[Lines of data]
»»

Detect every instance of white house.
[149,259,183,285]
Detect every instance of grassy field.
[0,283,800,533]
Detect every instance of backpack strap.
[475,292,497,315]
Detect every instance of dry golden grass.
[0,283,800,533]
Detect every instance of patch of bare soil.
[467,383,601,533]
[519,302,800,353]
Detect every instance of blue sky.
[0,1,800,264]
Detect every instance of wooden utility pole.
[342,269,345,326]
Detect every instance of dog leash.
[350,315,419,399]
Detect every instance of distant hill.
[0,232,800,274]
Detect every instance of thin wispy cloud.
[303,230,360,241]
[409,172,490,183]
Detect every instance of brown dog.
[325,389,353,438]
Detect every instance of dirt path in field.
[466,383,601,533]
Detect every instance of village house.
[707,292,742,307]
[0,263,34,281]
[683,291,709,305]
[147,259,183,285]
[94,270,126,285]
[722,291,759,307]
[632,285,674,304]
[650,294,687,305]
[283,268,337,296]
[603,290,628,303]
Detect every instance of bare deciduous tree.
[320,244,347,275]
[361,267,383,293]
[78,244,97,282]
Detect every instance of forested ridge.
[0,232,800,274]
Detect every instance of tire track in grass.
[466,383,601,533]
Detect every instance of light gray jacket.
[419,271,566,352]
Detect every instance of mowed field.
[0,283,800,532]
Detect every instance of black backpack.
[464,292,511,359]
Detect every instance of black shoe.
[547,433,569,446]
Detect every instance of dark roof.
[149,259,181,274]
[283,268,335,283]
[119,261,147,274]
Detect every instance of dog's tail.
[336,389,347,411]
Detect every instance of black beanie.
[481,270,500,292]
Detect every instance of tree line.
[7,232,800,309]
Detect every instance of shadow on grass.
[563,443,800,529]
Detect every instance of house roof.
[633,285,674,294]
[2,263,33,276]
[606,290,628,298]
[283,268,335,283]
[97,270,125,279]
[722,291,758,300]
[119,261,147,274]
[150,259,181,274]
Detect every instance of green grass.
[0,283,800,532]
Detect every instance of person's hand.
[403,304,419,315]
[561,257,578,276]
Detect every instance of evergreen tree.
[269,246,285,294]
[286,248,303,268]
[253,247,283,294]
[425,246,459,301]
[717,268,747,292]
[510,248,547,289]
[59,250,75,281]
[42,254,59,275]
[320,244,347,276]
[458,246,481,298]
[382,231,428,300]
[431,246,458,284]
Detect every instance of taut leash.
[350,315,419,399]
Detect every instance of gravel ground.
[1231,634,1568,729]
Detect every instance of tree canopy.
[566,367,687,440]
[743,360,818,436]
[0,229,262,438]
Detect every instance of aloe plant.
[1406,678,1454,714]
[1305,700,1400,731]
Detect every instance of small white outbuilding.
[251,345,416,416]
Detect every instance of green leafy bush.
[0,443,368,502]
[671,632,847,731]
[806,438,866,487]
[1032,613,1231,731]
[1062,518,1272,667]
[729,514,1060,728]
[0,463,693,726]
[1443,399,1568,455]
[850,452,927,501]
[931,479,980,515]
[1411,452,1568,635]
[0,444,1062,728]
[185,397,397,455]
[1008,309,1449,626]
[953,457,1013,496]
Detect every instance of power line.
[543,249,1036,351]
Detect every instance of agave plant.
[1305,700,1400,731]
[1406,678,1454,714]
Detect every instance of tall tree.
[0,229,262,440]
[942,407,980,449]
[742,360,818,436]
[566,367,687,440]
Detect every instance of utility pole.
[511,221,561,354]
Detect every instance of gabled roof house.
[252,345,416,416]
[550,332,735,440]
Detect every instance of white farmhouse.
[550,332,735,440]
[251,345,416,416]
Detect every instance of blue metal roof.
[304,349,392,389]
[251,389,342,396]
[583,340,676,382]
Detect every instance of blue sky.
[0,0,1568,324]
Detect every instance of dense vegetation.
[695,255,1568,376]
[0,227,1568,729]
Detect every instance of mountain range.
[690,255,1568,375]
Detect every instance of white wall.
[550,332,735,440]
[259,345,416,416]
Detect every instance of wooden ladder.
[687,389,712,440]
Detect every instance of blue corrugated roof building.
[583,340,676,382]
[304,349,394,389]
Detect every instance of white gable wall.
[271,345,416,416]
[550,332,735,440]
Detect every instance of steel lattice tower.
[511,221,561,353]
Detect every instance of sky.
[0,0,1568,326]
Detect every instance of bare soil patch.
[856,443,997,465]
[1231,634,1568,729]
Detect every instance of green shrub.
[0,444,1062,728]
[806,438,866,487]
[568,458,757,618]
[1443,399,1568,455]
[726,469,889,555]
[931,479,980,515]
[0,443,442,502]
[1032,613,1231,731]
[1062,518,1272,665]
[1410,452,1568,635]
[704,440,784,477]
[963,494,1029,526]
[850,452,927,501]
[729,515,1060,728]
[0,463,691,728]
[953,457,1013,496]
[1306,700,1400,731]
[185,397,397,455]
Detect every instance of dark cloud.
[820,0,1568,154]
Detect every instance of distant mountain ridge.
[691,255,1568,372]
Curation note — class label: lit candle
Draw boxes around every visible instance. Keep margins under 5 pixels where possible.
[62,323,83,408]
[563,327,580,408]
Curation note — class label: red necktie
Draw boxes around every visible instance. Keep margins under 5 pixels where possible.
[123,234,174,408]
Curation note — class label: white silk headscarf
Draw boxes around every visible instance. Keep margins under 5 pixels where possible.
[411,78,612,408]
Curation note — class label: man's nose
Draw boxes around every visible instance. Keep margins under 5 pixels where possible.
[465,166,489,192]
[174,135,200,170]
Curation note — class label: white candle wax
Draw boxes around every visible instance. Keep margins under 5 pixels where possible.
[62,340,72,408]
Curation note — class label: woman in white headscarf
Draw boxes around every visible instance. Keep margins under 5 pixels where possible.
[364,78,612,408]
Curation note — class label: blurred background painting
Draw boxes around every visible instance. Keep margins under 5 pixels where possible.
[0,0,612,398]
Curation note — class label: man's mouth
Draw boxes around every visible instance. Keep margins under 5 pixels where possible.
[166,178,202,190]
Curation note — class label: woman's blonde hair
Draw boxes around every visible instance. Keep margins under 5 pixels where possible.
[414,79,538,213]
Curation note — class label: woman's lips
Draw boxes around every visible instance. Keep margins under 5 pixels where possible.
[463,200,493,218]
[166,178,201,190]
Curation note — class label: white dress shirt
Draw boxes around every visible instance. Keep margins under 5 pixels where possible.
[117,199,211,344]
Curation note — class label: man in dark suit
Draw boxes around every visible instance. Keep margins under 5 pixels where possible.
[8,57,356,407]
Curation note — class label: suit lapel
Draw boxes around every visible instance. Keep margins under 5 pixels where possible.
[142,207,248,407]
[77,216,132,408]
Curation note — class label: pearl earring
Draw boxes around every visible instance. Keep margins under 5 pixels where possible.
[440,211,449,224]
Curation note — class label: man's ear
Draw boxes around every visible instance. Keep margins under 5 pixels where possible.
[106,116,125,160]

««

→ Given problem: Reproduce the data above, swapping "Detect every instance of" for "Find all instances of" every place it occurs and changing nothing else.

→ Reply:
Find all instances of white house.
[149,259,183,285]
Find all instances of grassy field.
[0,283,800,533]
Find all instances of backpack strap.
[475,292,497,315]
Find all instances of dry golden grass.
[0,283,800,533]
Find all instances of patch of bare soil.
[467,383,601,533]
[519,302,800,353]
Find all instances of blue sky.
[0,1,800,264]
Find all instances of wooden utility pole.
[342,269,345,326]
Find all instances of dog leash.
[350,315,419,399]
Find all instances of distant hill.
[0,232,800,274]
Find all instances of thin wispy cloud.
[303,230,360,241]
[409,172,490,183]
Find all instances of brown dog.
[325,389,353,438]
Find all instances of dirt path in field.
[466,383,601,533]
Find all instances of village house.
[707,292,742,307]
[0,263,34,281]
[683,291,709,305]
[147,259,183,285]
[94,270,126,285]
[722,291,759,307]
[632,285,674,304]
[650,294,687,305]
[283,268,337,296]
[603,290,628,303]
Find all instances of bare deciduous tree.
[320,244,347,275]
[361,267,383,293]
[78,244,97,282]
Find all instances of forested ridge.
[0,232,800,274]
Find all instances of tire track in grass.
[466,383,601,533]
Find all instances of light gray jacket.
[419,271,566,352]
Find all instances of mowed field.
[0,283,800,532]
Find all instances of black backpack.
[464,292,511,359]
Find all instances of black shoe.
[547,433,569,446]
Find all instances of dark roof.
[149,259,181,274]
[283,268,335,283]
[119,261,147,274]
Find all instances of dog's tail.
[336,389,347,411]
Find all instances of black beanie.
[481,270,500,292]
Find all instances of tree line.
[7,232,800,309]
Find all instances of shadow on grass.
[563,443,800,529]
Find all instances of house roof.
[633,285,674,294]
[2,263,33,276]
[606,290,628,298]
[283,268,335,283]
[97,270,125,279]
[722,291,758,300]
[119,261,147,274]
[150,259,181,274]
Find all instances of green grass.
[0,283,800,532]
Find all instances of person's hand.
[403,304,419,315]
[561,257,578,276]
Find all instances of evergreen tree.
[269,246,285,294]
[286,248,303,268]
[253,247,283,294]
[425,246,459,301]
[717,268,747,292]
[510,248,547,289]
[59,250,75,281]
[42,254,59,275]
[320,244,347,276]
[458,246,481,298]
[382,231,428,300]
[431,246,458,284]
Find all instances of taut leash.
[350,315,419,399]
Find all instances of gravel ground.
[1231,634,1568,729]
Find all instances of tree canopy.
[566,367,687,440]
[743,360,818,436]
[0,229,262,438]
Find all instances of aloe plant.
[1406,678,1454,714]
[1305,700,1400,731]
Find all instances of small white outbuilding.
[251,345,416,416]
Find all instances of green leafy bush.
[0,443,368,502]
[671,632,847,731]
[806,438,866,487]
[1032,613,1231,731]
[1062,518,1272,667]
[729,514,1060,728]
[0,463,693,726]
[1443,399,1568,455]
[850,452,927,501]
[931,479,980,515]
[1411,452,1568,635]
[0,444,1062,728]
[185,397,397,455]
[1008,309,1449,626]
[953,457,1013,496]
Find all instances of power line.
[543,249,1036,351]
Find all instances of agave plant.
[1305,700,1400,731]
[1406,678,1454,714]
Find all instances of tall tree.
[0,229,262,440]
[942,407,980,449]
[742,360,818,436]
[566,367,687,440]
Find all instances of utility pole.
[511,221,561,354]
Find all instances of gabled roof house.
[252,345,416,416]
[550,332,735,440]
Find all instances of white farmhouse.
[550,332,735,440]
[251,345,416,416]
Find all instances of blue metal roof.
[304,349,392,389]
[251,389,342,396]
[583,340,676,382]
Find all instances of blue sky.
[0,0,1568,324]
Find all instances of dense vegetation.
[695,255,1568,376]
[0,227,1568,729]
Find all instances of mountain range.
[690,255,1568,375]
Find all instances of white wall.
[550,332,735,440]
[259,345,416,416]
Find all instances of wooden ladder.
[687,389,712,440]
Find all instances of blue corrugated roof building.
[583,340,676,382]
[304,349,394,389]
Find all instances of white gable wall.
[271,345,416,416]
[550,332,735,440]
Find all instances of steel lattice tower.
[511,221,561,353]
Find all instances of sky.
[0,0,1568,326]
Find all instances of bare soil patch.
[856,443,997,465]
[1231,634,1568,729]
Find all instances of green shrub.
[0,444,1062,728]
[806,438,866,487]
[568,458,757,618]
[1443,399,1568,455]
[726,469,889,555]
[931,479,980,515]
[0,443,442,502]
[1032,613,1231,731]
[1062,518,1272,665]
[1410,452,1568,635]
[704,440,784,477]
[963,494,1029,526]
[850,452,927,501]
[729,515,1060,728]
[0,463,691,728]
[953,457,1013,496]
[1306,700,1400,731]
[185,397,397,455]
Find all instances of dark cloud.
[820,0,1568,154]
Find all instances of distant mountain ridge.
[691,255,1568,372]
Curation note — class label: lit candle
Draw boxes around every visible instance. Keep margins under 5 pixels where possible.
[62,323,83,408]
[563,327,580,408]
Curation note — class label: red necktie
Draw boxes around every visible instance. Keep margins under 5 pixels where possible.
[123,234,174,408]
Curation note — class label: white silk headscarf
Draw boxes around every visible instance. Keep margins under 5 pixels where possible.
[411,78,612,408]
Curation note — class label: man's nose
Draw boxes around every visible instance. Keep margins under 5 pixels where possible.
[465,166,489,192]
[174,135,200,170]
Curation note — class label: white candle wax
Draw boxes around every visible instance. Keep margins under 5 pixels where possible.
[62,340,72,408]
Curation note — class label: woman in white headscarf
Draw boxes around every visible instance. Keep margins under 5 pixels where possible.
[364,78,612,408]
Curation note — class label: blurred background painting
Draw boxes around every visible instance. Keep margins under 5 pixels where possible.
[0,0,612,398]
Curation note — class label: man's mouth
Draw boxes around every visible instance. Keep margins under 5 pixels where possible.
[166,178,202,190]
Curation note — class label: woman's blonde hair
Draw boxes around every visible instance. Keep margins under 5 pixels where possible.
[414,79,538,213]
Curation note — class label: woman's lips
Draw boxes around every visible instance. Keep margins under 5 pixels where possible.
[463,200,493,218]
[166,178,201,190]
Curation note — class label: white dress shirt
Draw boxes around every visible instance. Keep margins under 5 pixels where possible.
[117,199,211,344]
Curation note — class label: man in dark suit
Draw boxes around every visible instance. Keep margins under 5 pixels where possible.
[8,57,356,407]
Curation note — class label: suit lapel
Draw boxes around every visible instance. Keep margins under 5 pixels where possible.
[142,207,248,407]
[77,216,132,408]
Curation note — class label: pearl earring
Draw boxes around every visible instance. Keep margins under 5 pixels where possible.
[440,211,449,224]
Curation note — class label: man's ear
Draw boxes around every visible instance. Keep margins under 5 pixels where possible.
[106,116,125,160]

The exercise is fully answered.